Description of the task: The answer must consist of every line in the data that contains "below".

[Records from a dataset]
________________________

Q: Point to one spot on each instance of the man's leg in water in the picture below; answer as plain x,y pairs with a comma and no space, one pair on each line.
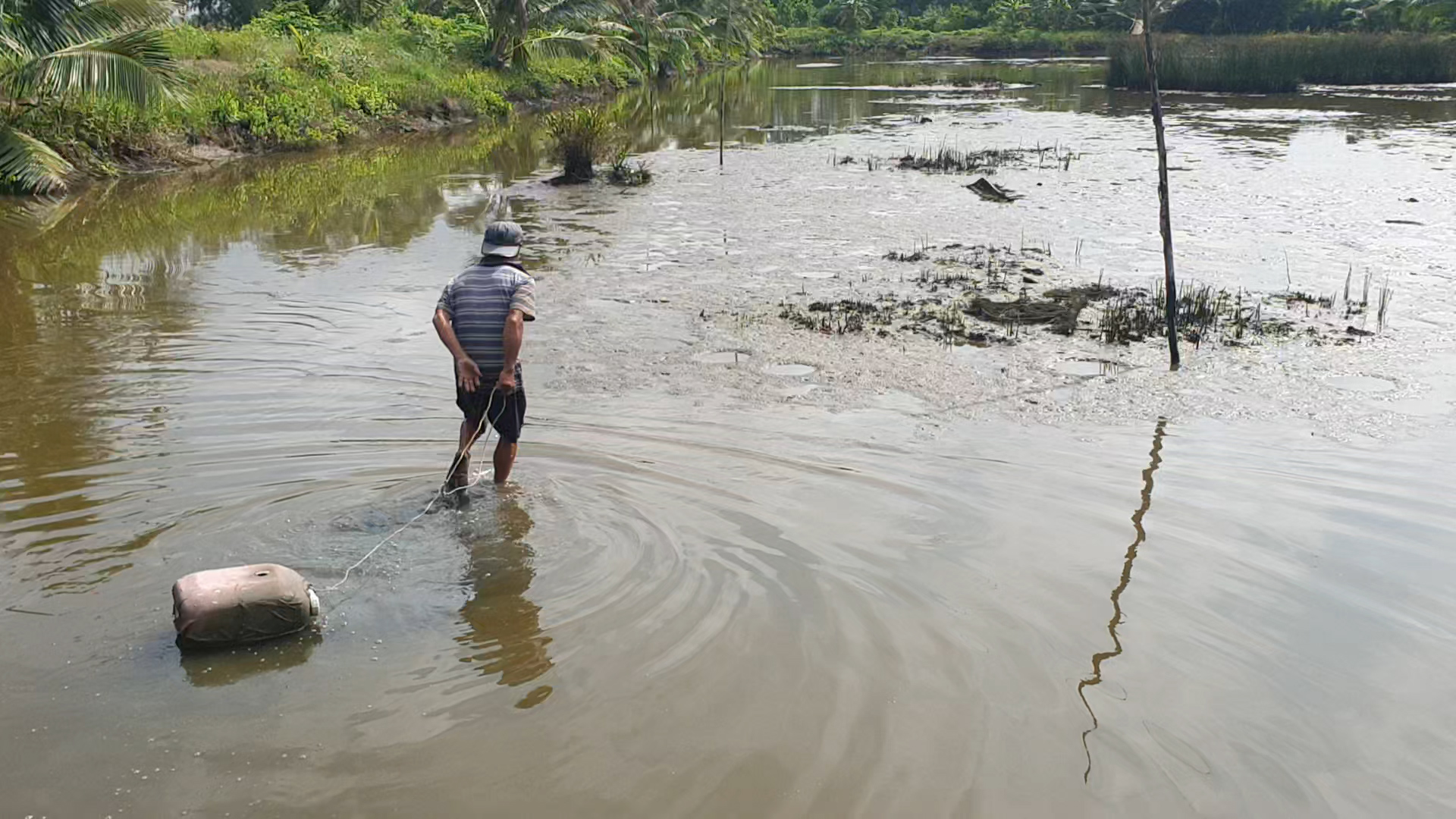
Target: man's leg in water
460,474
504,460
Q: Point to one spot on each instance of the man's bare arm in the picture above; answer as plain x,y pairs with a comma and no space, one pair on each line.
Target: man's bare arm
466,369
511,340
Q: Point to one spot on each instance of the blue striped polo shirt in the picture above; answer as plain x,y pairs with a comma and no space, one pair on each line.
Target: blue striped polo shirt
478,302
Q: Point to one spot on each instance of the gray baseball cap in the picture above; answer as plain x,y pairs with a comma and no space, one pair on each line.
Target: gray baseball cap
501,240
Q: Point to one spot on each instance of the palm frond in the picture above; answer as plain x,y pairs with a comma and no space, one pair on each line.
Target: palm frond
30,165
134,66
563,42
49,25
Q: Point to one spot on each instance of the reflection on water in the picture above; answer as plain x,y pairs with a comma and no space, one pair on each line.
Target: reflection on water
1155,460
504,624
212,668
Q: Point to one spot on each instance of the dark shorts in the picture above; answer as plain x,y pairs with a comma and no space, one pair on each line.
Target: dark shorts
506,413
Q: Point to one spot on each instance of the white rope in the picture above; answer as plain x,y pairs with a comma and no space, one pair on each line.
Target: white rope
440,494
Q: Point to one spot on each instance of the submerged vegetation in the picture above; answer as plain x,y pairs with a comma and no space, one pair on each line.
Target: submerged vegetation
580,139
1282,63
983,295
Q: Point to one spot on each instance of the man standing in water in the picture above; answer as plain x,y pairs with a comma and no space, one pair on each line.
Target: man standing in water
481,318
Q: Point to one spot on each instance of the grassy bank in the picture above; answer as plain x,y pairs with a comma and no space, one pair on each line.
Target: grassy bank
976,42
1282,63
287,82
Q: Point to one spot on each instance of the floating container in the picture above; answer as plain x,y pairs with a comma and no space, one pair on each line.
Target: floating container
245,604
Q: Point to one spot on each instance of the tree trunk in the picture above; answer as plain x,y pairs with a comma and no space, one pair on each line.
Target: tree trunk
1164,216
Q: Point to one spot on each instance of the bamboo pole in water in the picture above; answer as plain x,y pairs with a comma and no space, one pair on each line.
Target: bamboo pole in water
1164,216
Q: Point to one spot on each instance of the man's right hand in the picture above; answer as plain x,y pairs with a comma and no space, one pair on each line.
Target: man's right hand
468,373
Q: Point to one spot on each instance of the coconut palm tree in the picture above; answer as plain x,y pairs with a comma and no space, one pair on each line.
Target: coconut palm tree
53,52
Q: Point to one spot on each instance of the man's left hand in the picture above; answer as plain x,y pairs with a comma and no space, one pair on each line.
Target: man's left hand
507,382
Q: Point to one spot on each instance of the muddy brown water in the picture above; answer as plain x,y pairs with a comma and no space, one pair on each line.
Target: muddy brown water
747,570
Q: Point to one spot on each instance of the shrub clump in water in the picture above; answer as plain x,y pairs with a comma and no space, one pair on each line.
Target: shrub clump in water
629,174
580,137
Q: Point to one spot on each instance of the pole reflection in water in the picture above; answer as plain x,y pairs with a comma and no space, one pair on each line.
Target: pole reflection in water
504,626
1155,460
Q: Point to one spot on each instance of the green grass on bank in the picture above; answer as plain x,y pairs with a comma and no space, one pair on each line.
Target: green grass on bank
1282,63
977,42
277,85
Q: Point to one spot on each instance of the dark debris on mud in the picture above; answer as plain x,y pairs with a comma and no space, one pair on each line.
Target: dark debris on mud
984,295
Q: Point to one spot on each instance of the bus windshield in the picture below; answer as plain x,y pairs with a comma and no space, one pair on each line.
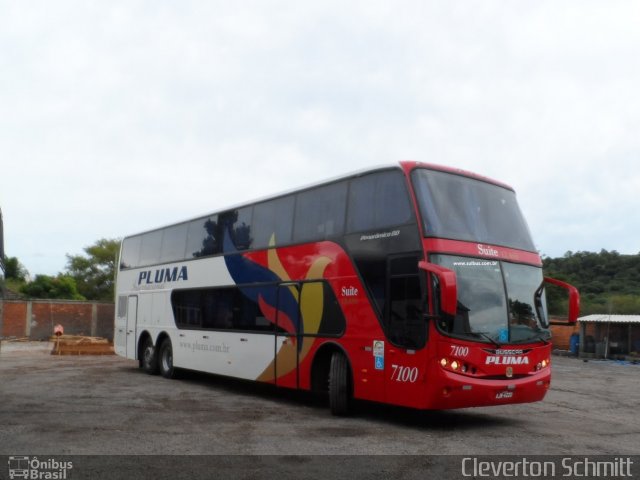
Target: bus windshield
498,302
462,208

________________________

Task solution:
Q: Point to one spot on each instance of the man's leg in water in the picture below; answer as plain x,y pairs with a comma and no space, one pair on each line.
Q: Point to one spot on each instance of the bus windshield in the picture below; answer as plain x,y pairs with a comma and no space, one pair on each line.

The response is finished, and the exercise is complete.